In the personal account of meeting Frank, print the span that starts at "That brings us" and ends at "we got married." without changing a word.

● **TEXT BLOCK**
══════
That brings us to 1997, and in March I landed a contract in Devon, PA doing Java development and met Frank. Four months later we started dating (exactly 1 year after his roommate committed suicide in Miami). Four months after that, after he’d been on a plane ride with two other coworkers and the plane went into free fall for what felt like 30 seconds (people were screaming and crying), he proposed. Two years after we met we got married.

On his side, Frank’s parents also grew up in the middle of WWII in the Netherlands, and Frank was a premie because his mom had pre-eclampsia. He is also the eldest, and had a younger sister who we lost to cancer. His mom was in the hospital bedridden for a month, then had a C section to take him out one month before natural labor. He was 4 pounds and fit in his dad’s hand. His mom would get wheeled in to see him once a day, he was in a warm incubator. Two weeks later she went home, and two or three weeks after that he went home when he reached a normal weight. So per the Miller book Frank has even more serious abandonment issues than me, and the reason we glommed onto each other is because of those abandonment issues and the fact that he basically imprinted on me, and always made me his first priority. Dad was actually pissed when he first met Frank. He immediately groused: great. Now you’ll never learn to compromise. I didn’t understand what that really meant until now, 20 years later.
══════
● **RAW DATA**
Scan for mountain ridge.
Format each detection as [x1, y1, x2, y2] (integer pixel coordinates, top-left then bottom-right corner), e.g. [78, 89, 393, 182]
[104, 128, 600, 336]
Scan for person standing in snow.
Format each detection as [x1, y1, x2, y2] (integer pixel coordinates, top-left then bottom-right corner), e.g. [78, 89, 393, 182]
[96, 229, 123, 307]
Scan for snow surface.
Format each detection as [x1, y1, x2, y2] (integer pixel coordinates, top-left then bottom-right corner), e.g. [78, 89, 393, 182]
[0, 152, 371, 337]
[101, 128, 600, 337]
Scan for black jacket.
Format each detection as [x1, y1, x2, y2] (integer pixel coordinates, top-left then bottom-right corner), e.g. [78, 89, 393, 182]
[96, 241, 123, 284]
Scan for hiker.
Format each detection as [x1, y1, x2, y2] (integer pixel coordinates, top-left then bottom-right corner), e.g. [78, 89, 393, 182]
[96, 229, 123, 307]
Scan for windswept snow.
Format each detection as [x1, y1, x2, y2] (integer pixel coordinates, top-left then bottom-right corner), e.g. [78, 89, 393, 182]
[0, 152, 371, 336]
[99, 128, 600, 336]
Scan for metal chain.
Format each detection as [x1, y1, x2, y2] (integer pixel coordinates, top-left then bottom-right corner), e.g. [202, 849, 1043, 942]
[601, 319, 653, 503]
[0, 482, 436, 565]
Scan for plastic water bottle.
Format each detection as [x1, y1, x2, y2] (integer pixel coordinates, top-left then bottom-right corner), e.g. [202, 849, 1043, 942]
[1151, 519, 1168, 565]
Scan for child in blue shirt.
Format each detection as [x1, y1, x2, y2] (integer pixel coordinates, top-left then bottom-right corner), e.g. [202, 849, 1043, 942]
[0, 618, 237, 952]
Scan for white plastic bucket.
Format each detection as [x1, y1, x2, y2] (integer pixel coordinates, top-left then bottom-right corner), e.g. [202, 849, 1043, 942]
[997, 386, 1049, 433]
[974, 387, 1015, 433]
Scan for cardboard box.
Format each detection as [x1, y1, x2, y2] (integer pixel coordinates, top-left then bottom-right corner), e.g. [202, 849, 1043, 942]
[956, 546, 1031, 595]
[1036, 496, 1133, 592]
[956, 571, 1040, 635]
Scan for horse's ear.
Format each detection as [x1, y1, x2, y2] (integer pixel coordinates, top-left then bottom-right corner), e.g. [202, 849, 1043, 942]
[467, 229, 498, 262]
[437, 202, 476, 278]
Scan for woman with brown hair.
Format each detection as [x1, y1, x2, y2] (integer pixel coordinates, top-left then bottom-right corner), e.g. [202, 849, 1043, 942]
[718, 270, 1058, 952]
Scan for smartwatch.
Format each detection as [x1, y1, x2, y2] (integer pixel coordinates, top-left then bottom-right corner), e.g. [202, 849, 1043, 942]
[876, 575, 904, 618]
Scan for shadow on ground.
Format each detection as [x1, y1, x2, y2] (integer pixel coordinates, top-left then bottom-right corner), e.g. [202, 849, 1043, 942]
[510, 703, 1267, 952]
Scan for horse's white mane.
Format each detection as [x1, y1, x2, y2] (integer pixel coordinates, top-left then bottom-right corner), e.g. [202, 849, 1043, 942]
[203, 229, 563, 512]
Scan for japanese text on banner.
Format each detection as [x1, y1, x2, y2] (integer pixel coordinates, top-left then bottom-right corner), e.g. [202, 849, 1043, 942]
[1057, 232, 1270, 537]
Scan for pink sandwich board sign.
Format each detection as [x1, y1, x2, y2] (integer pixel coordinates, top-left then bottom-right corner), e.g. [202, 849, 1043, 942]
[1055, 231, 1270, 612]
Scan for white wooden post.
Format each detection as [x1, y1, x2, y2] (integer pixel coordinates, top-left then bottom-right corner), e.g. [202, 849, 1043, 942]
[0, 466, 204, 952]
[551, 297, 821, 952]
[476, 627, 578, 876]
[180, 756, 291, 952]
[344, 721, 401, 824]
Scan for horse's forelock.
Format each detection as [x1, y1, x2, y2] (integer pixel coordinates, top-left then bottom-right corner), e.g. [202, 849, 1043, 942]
══════
● **EXERCISE ANSWER**
That brings us to 1997, and in March I landed a contract in Devon, PA doing Java development and met Frank. Four months later we started dating (exactly 1 year after his roommate committed suicide in Miami). Four months after that, after he’d been on a plane ride with two other coworkers and the plane went into free fall for what felt like 30 seconds (people were screaming and crying), he proposed. Two years after we met we got married.